Referring expression pointing data:
_____
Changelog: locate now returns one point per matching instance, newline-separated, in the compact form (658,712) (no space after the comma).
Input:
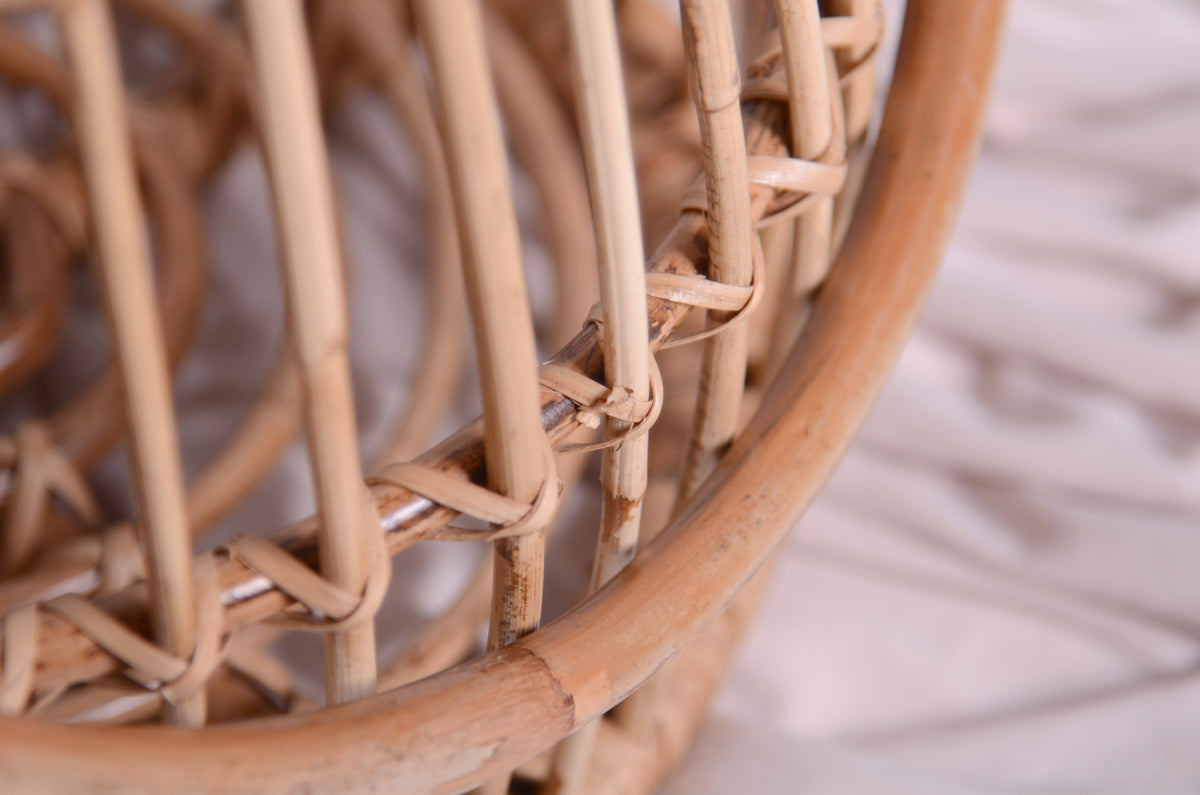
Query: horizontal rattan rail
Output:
(481,718)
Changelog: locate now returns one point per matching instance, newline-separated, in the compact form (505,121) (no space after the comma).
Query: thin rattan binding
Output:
(408,515)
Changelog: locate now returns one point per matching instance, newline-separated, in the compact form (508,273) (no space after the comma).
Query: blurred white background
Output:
(999,590)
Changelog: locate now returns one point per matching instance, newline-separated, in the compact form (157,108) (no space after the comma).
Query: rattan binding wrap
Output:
(786,275)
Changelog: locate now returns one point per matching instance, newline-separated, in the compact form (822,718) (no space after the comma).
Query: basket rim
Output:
(457,728)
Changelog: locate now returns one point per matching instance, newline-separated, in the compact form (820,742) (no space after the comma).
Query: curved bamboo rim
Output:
(459,728)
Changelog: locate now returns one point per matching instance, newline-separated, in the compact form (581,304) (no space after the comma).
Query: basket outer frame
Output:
(460,728)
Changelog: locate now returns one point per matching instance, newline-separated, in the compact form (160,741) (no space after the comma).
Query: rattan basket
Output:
(805,245)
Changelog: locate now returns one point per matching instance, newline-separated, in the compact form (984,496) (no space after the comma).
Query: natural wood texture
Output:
(546,147)
(859,90)
(813,137)
(715,87)
(604,123)
(137,339)
(317,317)
(515,701)
(516,449)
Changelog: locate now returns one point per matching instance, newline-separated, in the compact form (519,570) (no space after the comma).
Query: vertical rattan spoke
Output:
(811,120)
(715,81)
(299,169)
(136,329)
(516,448)
(859,91)
(604,124)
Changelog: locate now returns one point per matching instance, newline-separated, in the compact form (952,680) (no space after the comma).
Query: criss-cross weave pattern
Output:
(139,603)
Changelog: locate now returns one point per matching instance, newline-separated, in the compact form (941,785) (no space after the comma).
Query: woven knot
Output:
(324,605)
(39,472)
(701,292)
(173,677)
(594,400)
(505,516)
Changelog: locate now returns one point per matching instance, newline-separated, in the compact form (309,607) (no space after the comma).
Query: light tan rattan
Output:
(695,492)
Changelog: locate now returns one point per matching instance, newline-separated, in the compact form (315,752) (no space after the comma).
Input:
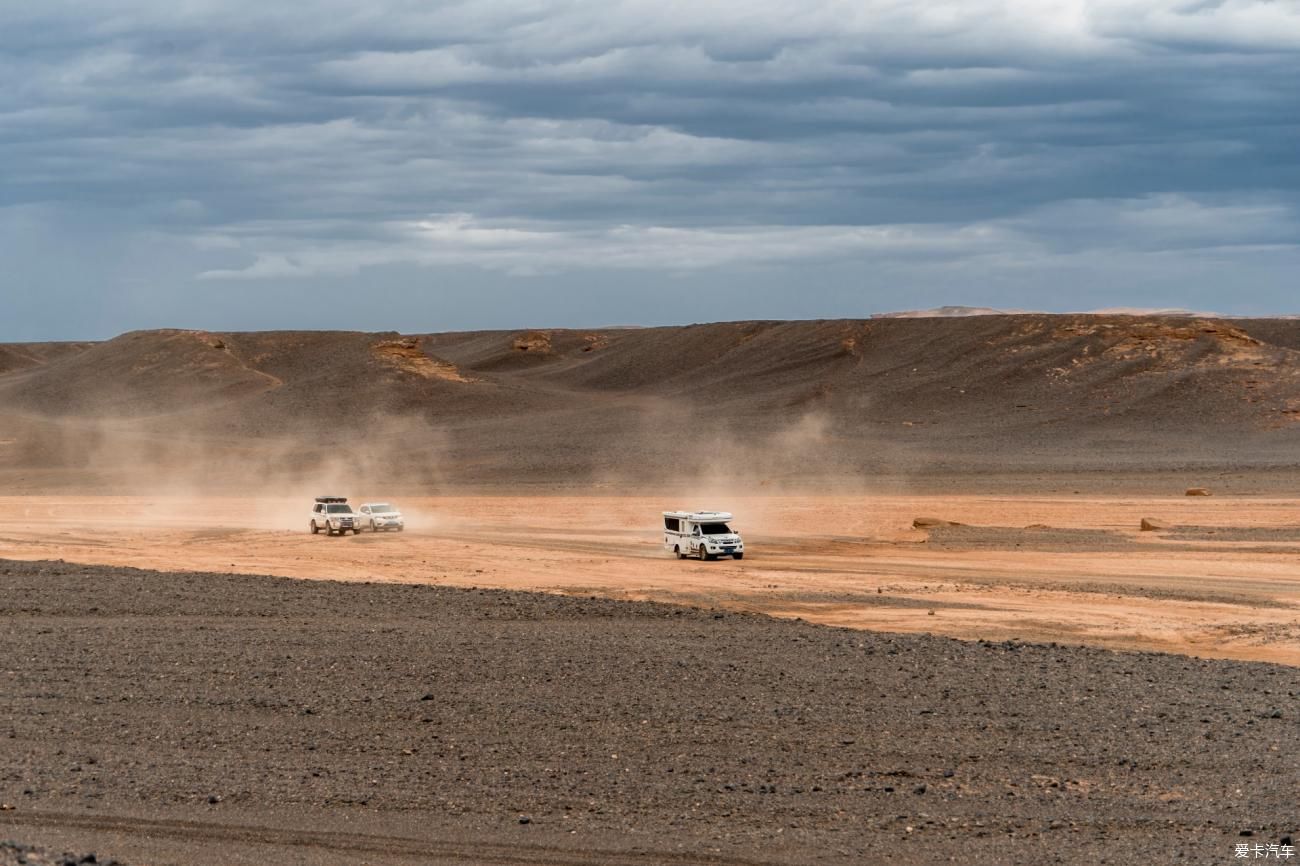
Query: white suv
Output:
(380,515)
(701,533)
(334,515)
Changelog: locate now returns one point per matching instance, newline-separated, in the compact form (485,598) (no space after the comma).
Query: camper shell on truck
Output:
(333,515)
(701,533)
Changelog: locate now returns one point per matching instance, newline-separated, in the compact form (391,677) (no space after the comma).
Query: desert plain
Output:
(525,674)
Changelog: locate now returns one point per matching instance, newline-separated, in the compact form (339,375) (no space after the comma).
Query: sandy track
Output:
(1225,581)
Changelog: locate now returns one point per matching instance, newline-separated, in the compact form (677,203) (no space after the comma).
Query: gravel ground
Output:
(17,854)
(152,715)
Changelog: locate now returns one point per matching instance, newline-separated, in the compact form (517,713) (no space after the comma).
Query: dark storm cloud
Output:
(971,151)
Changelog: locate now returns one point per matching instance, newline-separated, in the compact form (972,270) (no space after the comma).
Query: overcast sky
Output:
(420,165)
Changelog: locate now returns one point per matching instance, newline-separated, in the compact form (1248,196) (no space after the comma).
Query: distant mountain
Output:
(948,312)
(727,402)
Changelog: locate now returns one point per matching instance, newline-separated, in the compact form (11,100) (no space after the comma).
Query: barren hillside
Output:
(771,401)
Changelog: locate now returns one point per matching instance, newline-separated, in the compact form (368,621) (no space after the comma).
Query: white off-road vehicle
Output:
(334,516)
(701,533)
(380,515)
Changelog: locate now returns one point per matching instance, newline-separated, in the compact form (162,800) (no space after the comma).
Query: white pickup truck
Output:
(381,515)
(701,533)
(334,516)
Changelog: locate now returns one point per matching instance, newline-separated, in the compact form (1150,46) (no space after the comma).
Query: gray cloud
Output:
(1051,155)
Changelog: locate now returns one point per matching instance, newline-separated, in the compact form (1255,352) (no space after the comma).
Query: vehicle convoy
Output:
(701,533)
(381,515)
(334,516)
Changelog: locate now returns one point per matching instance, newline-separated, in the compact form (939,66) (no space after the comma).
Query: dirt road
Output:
(1223,580)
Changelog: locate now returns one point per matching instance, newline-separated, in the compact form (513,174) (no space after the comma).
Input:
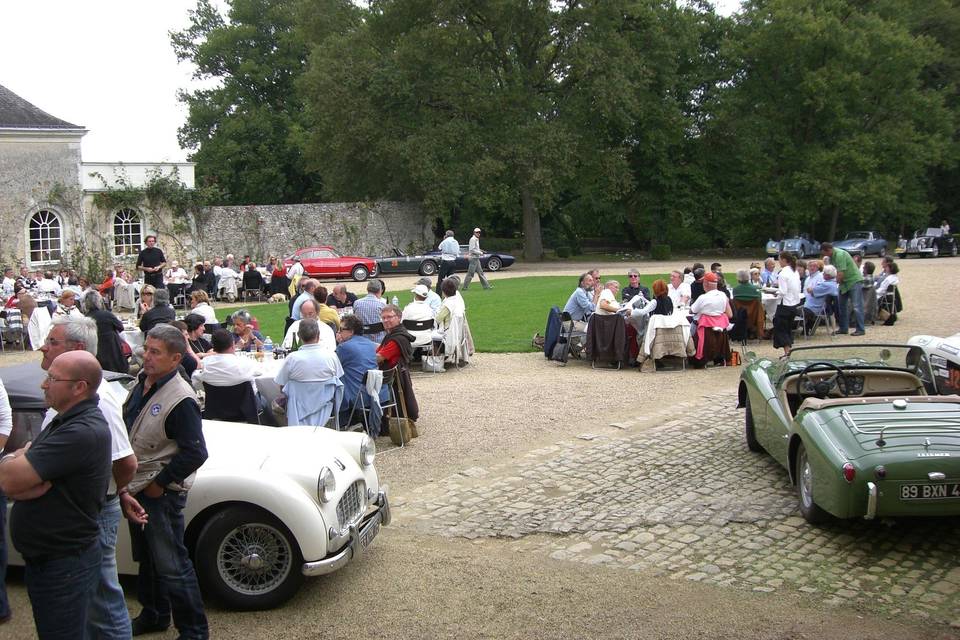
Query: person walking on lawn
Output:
(474,266)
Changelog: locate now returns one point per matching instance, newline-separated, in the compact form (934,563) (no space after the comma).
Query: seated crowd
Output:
(793,295)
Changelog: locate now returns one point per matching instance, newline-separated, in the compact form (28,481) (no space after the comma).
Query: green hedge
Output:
(660,252)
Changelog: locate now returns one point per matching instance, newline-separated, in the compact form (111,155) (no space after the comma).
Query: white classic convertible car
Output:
(269,507)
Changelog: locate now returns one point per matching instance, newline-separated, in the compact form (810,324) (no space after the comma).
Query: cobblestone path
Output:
(683,498)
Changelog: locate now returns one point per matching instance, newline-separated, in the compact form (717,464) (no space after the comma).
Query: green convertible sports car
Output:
(860,429)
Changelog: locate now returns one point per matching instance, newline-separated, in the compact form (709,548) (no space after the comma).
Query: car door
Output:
(329,264)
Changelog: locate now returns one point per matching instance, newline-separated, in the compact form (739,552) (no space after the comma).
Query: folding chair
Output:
(888,302)
(252,285)
(568,332)
(236,403)
(364,403)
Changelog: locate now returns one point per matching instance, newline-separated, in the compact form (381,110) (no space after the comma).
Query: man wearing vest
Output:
(163,417)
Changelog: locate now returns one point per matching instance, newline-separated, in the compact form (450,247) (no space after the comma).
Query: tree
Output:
(493,104)
(246,129)
(826,121)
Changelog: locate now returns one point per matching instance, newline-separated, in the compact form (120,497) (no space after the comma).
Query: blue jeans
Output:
(108,616)
(60,590)
(167,583)
(4,603)
(854,295)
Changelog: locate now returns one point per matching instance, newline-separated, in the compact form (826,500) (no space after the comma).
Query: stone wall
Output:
(352,228)
(38,174)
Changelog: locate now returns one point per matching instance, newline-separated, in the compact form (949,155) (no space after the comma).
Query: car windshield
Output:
(872,356)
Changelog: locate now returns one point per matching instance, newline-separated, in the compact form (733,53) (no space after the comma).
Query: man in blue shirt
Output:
(449,250)
(581,303)
(819,294)
(368,309)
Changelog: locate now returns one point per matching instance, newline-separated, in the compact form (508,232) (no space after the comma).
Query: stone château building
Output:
(47,210)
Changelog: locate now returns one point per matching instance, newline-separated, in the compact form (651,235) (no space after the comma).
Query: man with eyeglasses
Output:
(59,483)
(107,615)
(396,350)
(634,288)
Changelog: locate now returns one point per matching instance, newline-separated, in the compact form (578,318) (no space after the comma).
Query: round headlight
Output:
(326,484)
(368,449)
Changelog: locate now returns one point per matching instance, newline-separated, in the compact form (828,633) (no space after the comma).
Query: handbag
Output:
(433,364)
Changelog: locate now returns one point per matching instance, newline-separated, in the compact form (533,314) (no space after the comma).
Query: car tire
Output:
(360,273)
(233,540)
(808,508)
(749,430)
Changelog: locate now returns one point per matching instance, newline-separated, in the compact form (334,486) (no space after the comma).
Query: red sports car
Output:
(325,263)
_____
WHAT TO DO:
Copy each of the entries above precisely, and drop whatever pictures they hold.

REPLY:
Changelog: locate now returns one point per matching instance, newline-separated, in the compact form (658,712) (no space after the comma).
Input:
Query: horizontal rattan rail
Output:
(481,718)
Changelog: locate now returns one point per matching instance, newline-separated, in the compact form (505,121) (no space after the comma).
Query: thin rattan binding
Output:
(408,515)
Changelog: locate now returns one point per matching instance, newline-separated, in the compact form (508,273) (no space after the comma).
Query: blurred white background
Output:
(999,590)
Changelog: locate now returns one point per matching instance, newline-separated, in the compact form (157,108) (no space after the comma).
Query: rattan binding wrap
Output:
(786,275)
Changelog: locate now returns one point per matching instance, newline-separated, in the compact form (822,718) (no space after the comma).
Query: basket rim
Output:
(457,728)
Changelog: locate now returns one point per matching instance, newline-separated, in the compact form (820,742) (no space after the comma).
Query: curved bamboo rim
Output:
(459,728)
Changelog: locate now returns one point per matching instance, newline-separated, in the compact form (581,304) (no space after the comma).
Query: basket outer frame
Output:
(460,728)
Changelog: locate now returns one point per matching instance, newline-separated, in the compact form (160,741) (no space after the comma).
Query: rattan basket
Output:
(805,245)
Changelog: locate now returns one point per matching instance, newline-separated, in the compact form (984,496) (no space after the comma).
Query: natural wood texture
Output:
(546,147)
(859,90)
(813,137)
(715,87)
(604,123)
(137,339)
(317,317)
(515,701)
(516,449)
Changelog: locate now returns one point per matching instance, newline-separated, in the compact form (519,570) (no space after the comma).
Query: vertical rattan spoke
Output:
(811,120)
(715,81)
(299,169)
(136,329)
(516,448)
(859,91)
(604,124)
Changelog: locate now returns one point per matching instance, newline-separated, in the compact form (952,680) (no space after the comma).
Query: criss-cross weave pattern
Output:
(139,603)
Changelog: locate now returns one point per matching instance, newline-separated, in the compact form (941,785) (no space after the comma).
Query: woven knot
Output:
(324,605)
(39,472)
(701,292)
(173,677)
(594,400)
(505,516)
Changelog: locate now returns one point per matching instance, newline-separated, in the compact form (309,607) (no space after the comma).
Query: light tan rattan
Output:
(695,492)
Changelog: locate now returns one point per matching instance, newline-separated, in the compact form (315,752) (no space after the comma).
Input:
Query: white suv
Output:
(380,515)
(701,533)
(334,515)
Changelog: locate now returns one point per matching instance, newline-separated, in the compact form (485,598) (no space after the comma).
Query: camper shell on truck
Output:
(333,515)
(701,533)
Changelog: locate now returns one point per matching instance, newline-separated, in the compact form (391,677) (no space after the comma).
Query: desert plain
Output:
(525,674)
Changelog: locate now returns one point per matching instance, newline-separated, in the compact form (339,375) (no space after the comma).
Query: sandy track
Output:
(1225,581)
Changelog: locate now returns one point per matching instance, newline-separated, in the compact form (677,203) (no space after the comma).
Query: gravel ground
Output:
(17,854)
(152,715)
Changelog: locate now returns one point per matching instance, newline-separated, in the compact form (517,713) (no space after the comma).
Query: dark storm cloud
Output:
(971,151)
Changelog: locate now returns one point per matching instance, newline-separated, in the compact form (972,270) (no space after the comma).
Query: overcast sky
Output:
(420,165)
Changelog: locate now returns one point per matching instance, newline-separated, in the compact form (1248,196) (no space after the comma).
Query: distant mountain
Output:
(948,312)
(727,402)
Changelog: locate now returns one point per matching instance, newline-separated, in the compact form (11,100) (no space after the comma).
Query: barren hillside
Output:
(771,401)
Changelog: locate now returns one point per matching instance, newline-separated, in the compact form (368,621) (no space after the comma).
Query: white off-road vehicle
Output:
(334,516)
(701,533)
(380,515)
Changelog: locate now returns one point per matching instance, newline-separated, in the compact form (162,800) (no space after the comma).
Query: white pickup truck
Output:
(381,515)
(701,533)
(334,516)
Changelog: locate now returns one point per matching instance, newline-separated, in the compact form (1150,46) (no space after the comma).
Query: gray cloud
Output:
(1051,155)
Changelog: locate now returns one point per matching instance, newline-separated, in the compact form (1255,352) (no space after the comma).
Query: vehicle convoy
Output:
(701,533)
(381,515)
(334,516)
Changelog: locate now returns one point per matching instance, newline-separated, in the compact form (939,66) (no space after the comma).
Query: dirt road
Output:
(1223,580)
Changelog: locate now returns one point per matching instance, newline-separated, in the compact form (513,174) (no space after the comma).
Input:
Query: person walking on lawn
Output:
(474,266)
Changelog: locate now returns one point per matching instance, newline-separated, in the compact form (934,563) (no space after the comma).
Query: seated crowd
Output:
(793,295)
Changelog: locate now returns one point per matching instance, newline-separated, in the compact form (28,481) (no space after the comma).
Query: green hedge
Output:
(660,252)
Changelog: locate now returns one point per matching instance, newline-separated, in the compact form (111,155) (no space after the comma).
Query: white classic convertible car
Output:
(269,507)
Changelog: locate now returns one point per matching instance, newline-separated, in the compact form (810,324) (no space after the comma).
Query: cobblestone path
Output:
(683,498)
Changelog: locate now returns one point per matching instance, newline-separated, in the compact form (717,464) (no space after the comma).
Query: green convertible sports car
Output:
(860,429)
Changelog: locate now returns one point per matching instance, newline-separated, in the compact form (709,548) (no space after the comma).
Query: car door
Output:
(329,264)
Changelog: locate now returns one point per matching instance, newline-separated, in the compact form (739,552) (no space after the comma).
Query: folding chair
Output:
(888,302)
(252,285)
(568,332)
(236,403)
(364,403)
Changelog: locate now returns one point per matching instance, newline-separated, in the compact form (381,110) (no space after the comma).
Query: man wearing vest
Output:
(163,417)
Changelog: locate now returns one point per matching instance, newline-separated, in the compact form (450,247) (no space after the comma).
Query: tree
Output:
(493,104)
(246,129)
(826,121)
Changelog: locate now returns one point per matching instance, newline-separated, in the compact form (120,497) (no space after the comma).
Query: blue jeans
Output:
(108,616)
(60,590)
(167,583)
(4,603)
(854,295)
Changelog: locate now returns one point per matching instance, newline-separated, in the compact form (826,500) (no space after the comma).
Query: stone wall
Output:
(352,228)
(38,174)
Changelog: locate now returns one point per matching instance, newline-separated, in the compact form (949,155) (no space after the comma).
Query: car windshield
Output:
(872,356)
Changelog: locate now returns one point per matching instance, newline-separated, in the compact form (733,53) (no space after the comma).
Query: man in blue shirt
Output:
(449,250)
(581,303)
(819,294)
(368,309)
Changelog: locate now returns one point per matching instance, newline-separated, in the compact form (508,232) (no space after the comma).
Query: stone château building
Output:
(47,210)
Changelog: locate now returns one point per matching instance, newline-separated, in the compact form (651,235) (no space after the comma).
Query: man with eyeglasses
Output:
(59,483)
(107,615)
(396,350)
(634,288)
Changelog: locate now returns one point per matching instance, newline-separated, in the compact form (578,318) (no space after the comma).
Query: round headlight
Output:
(326,484)
(368,449)
Changelog: locate now returns one point per matching instance, newline-separated, in the compact form (828,633) (no space after the comma).
Query: handbag
Output:
(433,364)
Changelog: locate now returns one point per matching instance, newline-separated, in the compact form (533,314) (no space after the comma).
Query: car tire
Output:
(360,273)
(233,540)
(808,508)
(749,430)
Changelog: locate now returns one point per matching instance, newline-separated, in the compact form (334,486) (no space after the comma).
Query: red sports car
Output:
(325,263)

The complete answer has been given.